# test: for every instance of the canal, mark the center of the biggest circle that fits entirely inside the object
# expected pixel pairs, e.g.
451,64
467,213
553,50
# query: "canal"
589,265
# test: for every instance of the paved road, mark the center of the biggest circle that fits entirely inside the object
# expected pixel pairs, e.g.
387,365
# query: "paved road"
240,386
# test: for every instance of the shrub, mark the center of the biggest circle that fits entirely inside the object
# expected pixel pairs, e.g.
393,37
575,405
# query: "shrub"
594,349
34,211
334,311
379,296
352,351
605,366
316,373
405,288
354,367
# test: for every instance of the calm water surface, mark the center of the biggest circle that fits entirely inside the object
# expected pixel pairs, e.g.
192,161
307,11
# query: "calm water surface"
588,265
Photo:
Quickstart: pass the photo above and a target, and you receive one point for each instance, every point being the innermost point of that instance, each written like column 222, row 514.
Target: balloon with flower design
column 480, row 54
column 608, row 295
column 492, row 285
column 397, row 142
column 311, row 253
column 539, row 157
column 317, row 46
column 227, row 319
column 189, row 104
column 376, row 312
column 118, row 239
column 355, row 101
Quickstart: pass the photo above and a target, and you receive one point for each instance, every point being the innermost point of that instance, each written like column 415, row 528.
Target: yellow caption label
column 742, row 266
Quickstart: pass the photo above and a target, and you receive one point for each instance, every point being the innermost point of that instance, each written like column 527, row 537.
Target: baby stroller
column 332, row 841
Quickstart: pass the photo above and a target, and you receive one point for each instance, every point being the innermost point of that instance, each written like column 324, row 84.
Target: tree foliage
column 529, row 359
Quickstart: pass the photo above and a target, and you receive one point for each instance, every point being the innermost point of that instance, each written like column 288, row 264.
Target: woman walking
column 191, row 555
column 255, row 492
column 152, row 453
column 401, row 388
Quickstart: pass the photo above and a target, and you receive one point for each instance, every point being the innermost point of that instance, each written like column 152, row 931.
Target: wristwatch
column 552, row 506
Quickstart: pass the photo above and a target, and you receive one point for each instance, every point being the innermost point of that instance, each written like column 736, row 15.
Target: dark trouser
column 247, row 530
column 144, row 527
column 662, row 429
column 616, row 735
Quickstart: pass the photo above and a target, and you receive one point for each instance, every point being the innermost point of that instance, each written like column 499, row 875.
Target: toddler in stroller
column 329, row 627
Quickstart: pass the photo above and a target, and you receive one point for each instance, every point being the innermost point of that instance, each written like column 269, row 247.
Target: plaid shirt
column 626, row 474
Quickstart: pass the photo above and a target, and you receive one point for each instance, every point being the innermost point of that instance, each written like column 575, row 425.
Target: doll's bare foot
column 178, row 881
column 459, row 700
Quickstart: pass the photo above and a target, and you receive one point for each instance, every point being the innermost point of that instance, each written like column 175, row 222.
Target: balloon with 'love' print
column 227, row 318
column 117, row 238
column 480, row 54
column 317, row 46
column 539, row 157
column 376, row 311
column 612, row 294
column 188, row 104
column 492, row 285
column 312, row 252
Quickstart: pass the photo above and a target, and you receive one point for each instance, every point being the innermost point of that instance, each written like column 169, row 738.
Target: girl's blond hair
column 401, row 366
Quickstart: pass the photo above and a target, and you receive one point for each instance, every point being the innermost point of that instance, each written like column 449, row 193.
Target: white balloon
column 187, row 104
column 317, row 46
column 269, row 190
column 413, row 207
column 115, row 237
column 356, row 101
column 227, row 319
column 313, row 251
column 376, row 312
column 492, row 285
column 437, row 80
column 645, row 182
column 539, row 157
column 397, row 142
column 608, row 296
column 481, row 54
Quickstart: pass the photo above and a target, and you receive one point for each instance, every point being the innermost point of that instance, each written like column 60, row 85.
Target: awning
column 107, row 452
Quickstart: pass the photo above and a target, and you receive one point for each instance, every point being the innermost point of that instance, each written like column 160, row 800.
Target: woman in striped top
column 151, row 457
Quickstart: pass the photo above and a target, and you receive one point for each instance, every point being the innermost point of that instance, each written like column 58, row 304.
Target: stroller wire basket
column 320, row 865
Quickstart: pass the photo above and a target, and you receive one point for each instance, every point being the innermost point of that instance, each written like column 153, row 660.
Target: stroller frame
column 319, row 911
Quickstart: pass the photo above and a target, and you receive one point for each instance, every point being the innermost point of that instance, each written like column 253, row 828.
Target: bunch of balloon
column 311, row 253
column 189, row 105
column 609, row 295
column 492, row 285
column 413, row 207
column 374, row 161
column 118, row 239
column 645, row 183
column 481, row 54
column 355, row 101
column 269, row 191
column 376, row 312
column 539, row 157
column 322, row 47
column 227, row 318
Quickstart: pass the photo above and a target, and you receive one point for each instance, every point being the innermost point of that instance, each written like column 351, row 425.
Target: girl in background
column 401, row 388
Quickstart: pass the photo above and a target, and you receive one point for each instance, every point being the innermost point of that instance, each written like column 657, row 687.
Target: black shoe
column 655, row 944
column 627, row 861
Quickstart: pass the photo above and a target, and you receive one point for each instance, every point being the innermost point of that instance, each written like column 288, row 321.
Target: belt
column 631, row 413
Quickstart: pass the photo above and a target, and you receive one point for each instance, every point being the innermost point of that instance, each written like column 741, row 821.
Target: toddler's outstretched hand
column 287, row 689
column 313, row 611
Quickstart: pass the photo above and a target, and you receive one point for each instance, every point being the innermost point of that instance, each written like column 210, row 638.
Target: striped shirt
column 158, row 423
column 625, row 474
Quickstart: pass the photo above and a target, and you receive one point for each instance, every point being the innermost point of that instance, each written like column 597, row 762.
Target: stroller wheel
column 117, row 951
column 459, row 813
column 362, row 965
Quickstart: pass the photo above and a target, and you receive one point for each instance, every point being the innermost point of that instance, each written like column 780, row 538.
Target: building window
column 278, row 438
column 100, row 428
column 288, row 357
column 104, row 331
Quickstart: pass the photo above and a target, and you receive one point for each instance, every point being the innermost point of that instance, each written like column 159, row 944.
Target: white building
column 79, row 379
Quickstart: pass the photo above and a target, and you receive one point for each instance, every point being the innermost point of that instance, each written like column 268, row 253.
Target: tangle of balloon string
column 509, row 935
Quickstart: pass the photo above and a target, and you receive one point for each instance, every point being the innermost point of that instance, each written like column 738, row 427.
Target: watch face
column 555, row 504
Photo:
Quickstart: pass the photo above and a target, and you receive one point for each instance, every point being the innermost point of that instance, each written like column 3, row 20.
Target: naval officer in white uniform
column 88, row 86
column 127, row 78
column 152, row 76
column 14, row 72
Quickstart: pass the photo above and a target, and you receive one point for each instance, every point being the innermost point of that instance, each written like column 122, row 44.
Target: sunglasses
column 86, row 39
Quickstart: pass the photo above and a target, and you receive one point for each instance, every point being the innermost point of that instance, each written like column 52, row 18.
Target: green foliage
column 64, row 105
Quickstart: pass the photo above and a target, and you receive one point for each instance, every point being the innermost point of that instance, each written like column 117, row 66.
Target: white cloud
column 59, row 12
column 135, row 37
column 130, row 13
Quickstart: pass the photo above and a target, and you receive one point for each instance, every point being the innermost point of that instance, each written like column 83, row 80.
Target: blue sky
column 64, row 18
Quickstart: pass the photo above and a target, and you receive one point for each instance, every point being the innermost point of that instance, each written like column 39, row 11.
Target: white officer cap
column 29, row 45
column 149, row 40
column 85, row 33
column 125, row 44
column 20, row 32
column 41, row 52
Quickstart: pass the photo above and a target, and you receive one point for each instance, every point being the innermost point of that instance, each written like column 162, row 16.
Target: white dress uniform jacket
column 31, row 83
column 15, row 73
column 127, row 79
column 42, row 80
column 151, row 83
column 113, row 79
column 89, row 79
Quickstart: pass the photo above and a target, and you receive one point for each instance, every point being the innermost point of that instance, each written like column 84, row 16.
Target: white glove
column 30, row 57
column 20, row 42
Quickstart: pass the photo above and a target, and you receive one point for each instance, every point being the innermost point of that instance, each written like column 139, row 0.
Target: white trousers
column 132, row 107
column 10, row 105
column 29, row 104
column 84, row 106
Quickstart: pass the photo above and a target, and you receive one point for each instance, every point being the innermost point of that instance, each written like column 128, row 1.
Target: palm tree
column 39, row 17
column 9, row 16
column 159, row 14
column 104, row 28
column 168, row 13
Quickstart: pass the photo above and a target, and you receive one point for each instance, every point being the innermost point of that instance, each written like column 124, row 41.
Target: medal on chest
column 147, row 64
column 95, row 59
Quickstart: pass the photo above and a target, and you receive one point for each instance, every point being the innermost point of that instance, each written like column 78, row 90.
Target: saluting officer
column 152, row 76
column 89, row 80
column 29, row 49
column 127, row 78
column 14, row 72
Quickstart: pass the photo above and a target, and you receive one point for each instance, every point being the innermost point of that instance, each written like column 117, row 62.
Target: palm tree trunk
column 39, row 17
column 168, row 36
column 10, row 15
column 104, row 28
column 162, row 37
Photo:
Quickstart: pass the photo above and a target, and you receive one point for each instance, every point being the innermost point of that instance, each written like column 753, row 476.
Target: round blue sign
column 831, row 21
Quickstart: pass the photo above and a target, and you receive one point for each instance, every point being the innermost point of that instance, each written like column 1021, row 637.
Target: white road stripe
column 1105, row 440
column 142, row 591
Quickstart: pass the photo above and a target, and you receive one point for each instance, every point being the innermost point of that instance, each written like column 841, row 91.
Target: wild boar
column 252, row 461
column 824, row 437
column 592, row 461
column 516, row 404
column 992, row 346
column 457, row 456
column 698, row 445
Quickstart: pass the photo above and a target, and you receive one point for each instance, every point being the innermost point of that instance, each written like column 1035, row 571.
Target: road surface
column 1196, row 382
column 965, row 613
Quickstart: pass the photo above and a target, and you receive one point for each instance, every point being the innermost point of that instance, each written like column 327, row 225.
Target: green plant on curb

**BRIEF**:
Tell how many lines in the material contain the string "inside". Nothing but the number is needed.

**WRITTEN ANSWER**:
4